WHAT IS NEEDED → Switch every "Ground" in the lines below to "Locate", keeping everything else the same. Leave the pictures out of your answer.

A run of lines →
---*---
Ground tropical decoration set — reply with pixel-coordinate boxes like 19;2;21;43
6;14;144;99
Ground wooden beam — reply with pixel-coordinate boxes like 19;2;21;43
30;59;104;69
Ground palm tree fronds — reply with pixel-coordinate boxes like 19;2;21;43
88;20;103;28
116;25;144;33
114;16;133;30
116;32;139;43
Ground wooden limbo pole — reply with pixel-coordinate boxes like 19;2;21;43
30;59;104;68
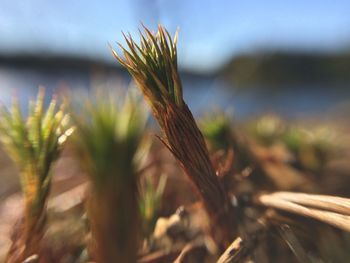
---*---
RESULT BELOW →
Locate tropical decoration set — reply with pixel-coordinate boxes like 19;2;21;43
6;14;144;99
Locate wooden beam — reply with pixel-coordinate boxes like 19;2;21;43
30;59;104;69
Locate palm tree fronds — reply with pixel-coordinate boxes like 19;2;21;43
88;20;103;28
116;25;144;33
114;16;133;30
116;32;139;43
Locate wooden limbo pole — reply with pixel-coordinate boxes like 19;2;21;43
30;59;104;68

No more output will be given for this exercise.